─── Dataset excerpts ───

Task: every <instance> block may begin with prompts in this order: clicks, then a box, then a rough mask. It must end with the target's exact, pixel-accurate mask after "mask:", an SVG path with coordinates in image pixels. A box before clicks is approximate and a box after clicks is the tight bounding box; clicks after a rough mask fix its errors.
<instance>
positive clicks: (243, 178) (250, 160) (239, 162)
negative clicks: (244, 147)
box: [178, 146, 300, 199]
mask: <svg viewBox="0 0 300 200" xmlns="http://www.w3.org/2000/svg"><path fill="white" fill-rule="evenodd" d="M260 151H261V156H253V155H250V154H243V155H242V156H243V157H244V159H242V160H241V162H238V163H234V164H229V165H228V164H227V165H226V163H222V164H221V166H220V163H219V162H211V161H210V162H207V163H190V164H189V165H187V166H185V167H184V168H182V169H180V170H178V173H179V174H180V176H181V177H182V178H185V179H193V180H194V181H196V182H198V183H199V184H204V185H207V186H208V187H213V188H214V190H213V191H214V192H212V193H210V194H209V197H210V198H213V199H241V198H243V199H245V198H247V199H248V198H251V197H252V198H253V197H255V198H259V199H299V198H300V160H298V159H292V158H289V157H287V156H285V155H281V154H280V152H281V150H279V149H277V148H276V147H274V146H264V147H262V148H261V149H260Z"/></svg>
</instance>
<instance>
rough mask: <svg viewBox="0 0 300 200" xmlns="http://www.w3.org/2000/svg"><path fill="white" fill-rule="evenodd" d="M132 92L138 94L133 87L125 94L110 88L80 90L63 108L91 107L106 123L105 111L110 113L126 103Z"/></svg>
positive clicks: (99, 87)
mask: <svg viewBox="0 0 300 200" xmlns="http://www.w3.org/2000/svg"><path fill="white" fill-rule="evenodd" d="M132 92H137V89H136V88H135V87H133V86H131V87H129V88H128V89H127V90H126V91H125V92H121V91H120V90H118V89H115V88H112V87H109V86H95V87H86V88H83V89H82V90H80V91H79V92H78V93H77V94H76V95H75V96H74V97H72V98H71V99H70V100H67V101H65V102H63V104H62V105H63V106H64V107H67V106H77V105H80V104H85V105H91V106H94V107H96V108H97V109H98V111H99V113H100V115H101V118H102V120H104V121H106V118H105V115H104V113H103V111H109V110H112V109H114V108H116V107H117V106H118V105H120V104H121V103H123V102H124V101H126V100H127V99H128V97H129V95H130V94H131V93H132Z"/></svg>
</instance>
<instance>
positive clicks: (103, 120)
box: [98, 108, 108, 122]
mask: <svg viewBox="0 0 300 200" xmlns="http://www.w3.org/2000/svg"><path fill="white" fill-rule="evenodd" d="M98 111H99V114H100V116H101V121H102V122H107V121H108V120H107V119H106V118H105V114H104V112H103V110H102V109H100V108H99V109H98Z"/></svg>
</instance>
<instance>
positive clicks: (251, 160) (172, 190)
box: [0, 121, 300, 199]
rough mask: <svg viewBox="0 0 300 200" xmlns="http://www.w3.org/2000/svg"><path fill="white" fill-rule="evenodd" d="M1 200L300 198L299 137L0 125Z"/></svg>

───

** Problem description **
Using the material above, find each line that holds "rough" and copy that line.

** The completed task **
Task: every <instance> block may begin with prompts in this order: clicks, then a box, then a rough mask. It must end with the target's exact, pixel-accurate mask after "mask:", an SVG path with coordinates in image pixels. A box before clicks is approximate and a box after clicks is the tight bounding box; clicks after a rough mask fix its errors.
rough mask: <svg viewBox="0 0 300 200" xmlns="http://www.w3.org/2000/svg"><path fill="white" fill-rule="evenodd" d="M132 92L138 94L133 87L125 94L110 88L80 90L63 108L91 107L106 123L105 111L110 113L126 103Z"/></svg>
rough mask: <svg viewBox="0 0 300 200" xmlns="http://www.w3.org/2000/svg"><path fill="white" fill-rule="evenodd" d="M1 200L300 198L299 137L0 125Z"/></svg>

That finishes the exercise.